D’autre part, un laboratoire de tests national doit être mis sur pied le plus tôt possible à Maurice en vue d’assurer la qualité et la bioéquivalence des produits acquis à travers l’importation parallèle. Cela, en raison de la sévérité des répercussions techniques et économiques de l’introduction de l’importation parallèle. Toute demande d’importation parallèle irresponsable ou hâtive pourrait non seulement mettre en danger la santé des Mauriciens, mais aussi causer des dommages collatéraux incontrôlables.

Encourager l’utilisation des médicaments génériques a aussi été abordé, pourquoi ne pas l’appliquer?
Le générique est créé dans l’optique d’être le même qu’un médicament original approuvé en termes de dosage, sûreté, force et mode d’administration, de qualité et des caractéristiques de performance. En d’autres mots, le médicament générique fonctionne de la même façon et octroie les mêmes avantages que la version originale. Ce type de médicament doit être soumis au même processus d’enregistrement et avoir un même certificat de bioéquivalence que son homonyme original.

À Maurice, on a des médicaments originaux et suffisamment de génériques auxquels le public a accès. Malgré la disponibilité des génériques sur le marché, on est toujours affecté par la hausse des prix des médicaments, dont les génériques en raison des facteurs liés à l’importation.

Entre la hausse du coût de la vie et celle du chômage, une augmentation des prix des médicaments tombe mal, à court terme, alors que l’achat de médicaments soit subventionné pour les plus vulnérables est une option?
À Maurice, on a l’avantage d’avoir un service de santé gratuit qui permet aux personnes vulnérables d’y avoir accès et aux médicaments. Jusqu’à présent, il n’y a pas eu de subsides sur les médicaments vendus en pharmacie, du fait qu’on peut obtenir des médicaments gratuitement dans des institutions de santé publiques. Le gouvernement est en train d’assurer que le public dispose d’un accès continu à ces médicaments.

L’association des pharmaciens est très concernée par les discussions en cours, sur les modifications du système d’annotation relatif aux médicaments. Toute réduction du profit actuel amènera des conséquences sévères pour le secteur car les pharamcies opèrent une marge de profit finale de 1 % à 5 %, après la déduction des dépenses. Ainsi, toute baisse dans la marge du profit ou l’introduction d’une annotation régressive va affecter directement le secteur et risquer de le mettre en danger. Les pharmacies d’officine comprennent principalement 400 petites et moyennes entreprises, qui contribuent à l’emploi de milliers de personnes. Lorsque notre devise est dépréciée constamment, la déficience structurelle de notre économie ne peut pas et ne devrait pas causer la mort du secteur pharmaceutique privé.

++++++++++++++++++++

# TÂCHES À RÉALISER
• a. D'après l'extrait sur les médicaments à Maurice, quelle marge de profit finale les pharmacies réalisent-elles après la déduction des dépenses ?
• b. Reproduisez l'extrait sur les médicaments à Maurice à partir des mots « Entre la hausse » jusqu'aux mots « à ces médicaments. » inclus.
Les lignes ci-après proviennent d'une autre source.

++++++++++++++++++++

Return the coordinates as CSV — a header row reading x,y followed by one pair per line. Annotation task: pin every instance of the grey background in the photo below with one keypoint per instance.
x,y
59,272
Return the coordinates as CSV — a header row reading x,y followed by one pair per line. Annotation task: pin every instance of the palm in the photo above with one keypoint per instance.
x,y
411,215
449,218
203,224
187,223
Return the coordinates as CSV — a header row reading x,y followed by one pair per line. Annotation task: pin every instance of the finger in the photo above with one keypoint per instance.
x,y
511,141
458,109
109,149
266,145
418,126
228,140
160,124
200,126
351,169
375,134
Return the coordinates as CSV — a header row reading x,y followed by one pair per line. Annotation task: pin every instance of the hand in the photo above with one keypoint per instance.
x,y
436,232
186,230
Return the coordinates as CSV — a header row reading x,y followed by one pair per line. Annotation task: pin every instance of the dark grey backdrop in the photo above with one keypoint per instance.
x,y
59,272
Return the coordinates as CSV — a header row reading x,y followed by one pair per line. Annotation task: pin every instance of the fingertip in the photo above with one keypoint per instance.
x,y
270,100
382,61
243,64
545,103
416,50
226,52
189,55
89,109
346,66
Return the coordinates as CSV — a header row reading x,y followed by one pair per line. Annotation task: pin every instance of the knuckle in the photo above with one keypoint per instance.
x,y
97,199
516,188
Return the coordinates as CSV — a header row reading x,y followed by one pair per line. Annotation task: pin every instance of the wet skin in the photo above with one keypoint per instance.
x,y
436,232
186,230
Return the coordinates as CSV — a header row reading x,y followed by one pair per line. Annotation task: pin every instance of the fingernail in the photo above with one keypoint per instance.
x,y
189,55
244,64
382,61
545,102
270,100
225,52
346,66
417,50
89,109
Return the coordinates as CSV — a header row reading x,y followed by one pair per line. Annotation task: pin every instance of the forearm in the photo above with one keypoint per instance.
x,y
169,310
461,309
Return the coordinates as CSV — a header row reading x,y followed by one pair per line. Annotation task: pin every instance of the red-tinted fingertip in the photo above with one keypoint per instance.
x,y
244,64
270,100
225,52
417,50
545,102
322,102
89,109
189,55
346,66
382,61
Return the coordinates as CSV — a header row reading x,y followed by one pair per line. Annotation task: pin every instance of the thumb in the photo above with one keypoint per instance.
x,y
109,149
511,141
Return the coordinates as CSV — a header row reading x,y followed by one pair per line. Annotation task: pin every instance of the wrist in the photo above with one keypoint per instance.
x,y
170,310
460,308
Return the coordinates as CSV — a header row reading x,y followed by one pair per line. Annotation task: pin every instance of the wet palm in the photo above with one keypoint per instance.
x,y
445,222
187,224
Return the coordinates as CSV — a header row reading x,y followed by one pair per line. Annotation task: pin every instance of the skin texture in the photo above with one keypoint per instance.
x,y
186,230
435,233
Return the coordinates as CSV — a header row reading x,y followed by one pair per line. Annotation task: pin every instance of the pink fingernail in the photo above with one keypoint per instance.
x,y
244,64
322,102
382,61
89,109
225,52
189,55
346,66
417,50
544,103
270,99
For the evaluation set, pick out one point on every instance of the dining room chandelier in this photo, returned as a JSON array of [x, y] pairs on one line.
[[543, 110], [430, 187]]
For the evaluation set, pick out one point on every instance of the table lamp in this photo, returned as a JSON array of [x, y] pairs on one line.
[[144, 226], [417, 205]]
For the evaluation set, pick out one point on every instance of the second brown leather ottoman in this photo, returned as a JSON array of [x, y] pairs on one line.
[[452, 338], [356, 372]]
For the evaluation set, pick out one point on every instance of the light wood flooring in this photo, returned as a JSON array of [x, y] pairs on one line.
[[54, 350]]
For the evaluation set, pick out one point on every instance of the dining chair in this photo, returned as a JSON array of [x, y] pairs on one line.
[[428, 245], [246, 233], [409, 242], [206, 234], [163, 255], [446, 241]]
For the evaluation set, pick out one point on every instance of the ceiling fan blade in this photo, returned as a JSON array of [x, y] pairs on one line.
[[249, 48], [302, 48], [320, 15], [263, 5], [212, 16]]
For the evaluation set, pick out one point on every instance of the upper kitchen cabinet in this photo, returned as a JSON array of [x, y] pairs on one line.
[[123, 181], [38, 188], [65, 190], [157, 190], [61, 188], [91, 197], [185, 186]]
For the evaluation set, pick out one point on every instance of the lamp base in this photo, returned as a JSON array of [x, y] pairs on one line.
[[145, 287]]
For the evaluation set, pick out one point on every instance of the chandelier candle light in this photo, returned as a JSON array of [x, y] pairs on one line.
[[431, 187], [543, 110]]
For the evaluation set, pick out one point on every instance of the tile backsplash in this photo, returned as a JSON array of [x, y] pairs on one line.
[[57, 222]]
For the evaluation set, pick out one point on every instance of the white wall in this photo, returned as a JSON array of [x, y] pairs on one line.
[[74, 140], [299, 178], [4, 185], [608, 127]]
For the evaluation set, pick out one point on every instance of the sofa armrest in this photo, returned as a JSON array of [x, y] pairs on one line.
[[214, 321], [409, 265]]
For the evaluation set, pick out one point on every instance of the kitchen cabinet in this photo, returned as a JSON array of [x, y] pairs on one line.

++++++++++++++++++++

# RÉSULTATS PAR TÂCHE
• a. Une marge de 1 % à 5 %.

• b.
Entre la hausse du coût de la vie et celle du chômage, une augmentation des prix des médicaments tombe mal, à court terme, alors que l’achat de médicaments soit subventionné pour les plus vulnérables est une option?
À Maurice, on a l’avantage d’avoir un service de santé gratuit qui permet aux personnes vulnérables d’y avoir accès et aux médicaments. Jusqu’à présent, il n’y a pas eu de subsides sur les médicaments vendus en pharmacie, du fait qu’on peut obtenir des médicaments gratuitement dans des institutions de santé publiques. Le gouvernement est en train d’assurer que le public dispose d’un accès continu à ces médicaments.